TASK STATEMENT: Identify each line in the material below that contains the word "notebook", and copy every such line in full.

** start **

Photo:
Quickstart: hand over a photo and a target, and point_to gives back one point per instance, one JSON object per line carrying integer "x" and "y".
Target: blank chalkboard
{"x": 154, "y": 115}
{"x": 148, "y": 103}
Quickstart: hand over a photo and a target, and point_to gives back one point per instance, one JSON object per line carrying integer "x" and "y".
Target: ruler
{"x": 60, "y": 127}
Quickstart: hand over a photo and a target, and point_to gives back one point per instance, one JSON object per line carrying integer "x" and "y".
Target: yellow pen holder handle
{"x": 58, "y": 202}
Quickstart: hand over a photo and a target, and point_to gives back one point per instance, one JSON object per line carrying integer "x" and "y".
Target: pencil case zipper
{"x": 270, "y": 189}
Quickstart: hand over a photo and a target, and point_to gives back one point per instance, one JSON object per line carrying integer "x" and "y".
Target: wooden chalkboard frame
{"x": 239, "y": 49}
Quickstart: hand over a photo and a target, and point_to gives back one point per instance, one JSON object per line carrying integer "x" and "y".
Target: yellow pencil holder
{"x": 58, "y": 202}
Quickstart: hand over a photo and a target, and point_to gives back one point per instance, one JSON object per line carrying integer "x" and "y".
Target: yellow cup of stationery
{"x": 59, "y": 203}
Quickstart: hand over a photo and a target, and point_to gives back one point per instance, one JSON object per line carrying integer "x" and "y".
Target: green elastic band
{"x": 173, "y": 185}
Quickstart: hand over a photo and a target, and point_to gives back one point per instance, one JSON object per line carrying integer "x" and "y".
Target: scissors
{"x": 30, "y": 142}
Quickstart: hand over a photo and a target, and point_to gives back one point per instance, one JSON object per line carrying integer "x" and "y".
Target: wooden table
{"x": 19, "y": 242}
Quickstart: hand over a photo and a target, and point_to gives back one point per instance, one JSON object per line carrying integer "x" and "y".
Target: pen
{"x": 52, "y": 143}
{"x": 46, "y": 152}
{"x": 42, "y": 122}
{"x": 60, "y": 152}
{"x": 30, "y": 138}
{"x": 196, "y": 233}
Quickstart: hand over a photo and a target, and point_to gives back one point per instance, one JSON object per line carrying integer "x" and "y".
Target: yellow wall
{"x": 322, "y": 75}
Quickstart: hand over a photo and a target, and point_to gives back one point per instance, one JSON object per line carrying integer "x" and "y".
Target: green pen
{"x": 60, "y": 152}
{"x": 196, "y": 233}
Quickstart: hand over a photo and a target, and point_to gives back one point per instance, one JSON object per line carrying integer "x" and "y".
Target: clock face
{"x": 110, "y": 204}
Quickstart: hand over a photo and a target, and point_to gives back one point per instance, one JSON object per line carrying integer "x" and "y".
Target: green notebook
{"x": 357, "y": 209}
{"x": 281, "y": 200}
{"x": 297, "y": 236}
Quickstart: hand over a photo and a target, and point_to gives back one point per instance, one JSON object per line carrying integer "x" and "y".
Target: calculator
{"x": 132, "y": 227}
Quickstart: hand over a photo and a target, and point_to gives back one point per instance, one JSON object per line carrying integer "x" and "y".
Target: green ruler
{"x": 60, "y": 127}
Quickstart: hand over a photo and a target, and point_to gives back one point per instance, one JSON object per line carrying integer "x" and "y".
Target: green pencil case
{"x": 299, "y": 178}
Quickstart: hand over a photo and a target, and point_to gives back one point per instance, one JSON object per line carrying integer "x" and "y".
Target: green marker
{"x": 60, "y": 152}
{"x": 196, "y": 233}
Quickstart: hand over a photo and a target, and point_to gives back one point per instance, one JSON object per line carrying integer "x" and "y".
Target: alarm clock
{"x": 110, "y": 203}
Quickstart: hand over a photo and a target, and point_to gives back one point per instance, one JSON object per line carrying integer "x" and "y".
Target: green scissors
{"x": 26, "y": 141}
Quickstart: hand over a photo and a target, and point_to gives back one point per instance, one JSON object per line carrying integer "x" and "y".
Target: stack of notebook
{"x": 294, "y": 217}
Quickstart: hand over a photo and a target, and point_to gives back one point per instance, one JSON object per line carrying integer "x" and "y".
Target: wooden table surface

** end **

RIGHT ANSWER:
Target: green notebook
Target: stack of notebook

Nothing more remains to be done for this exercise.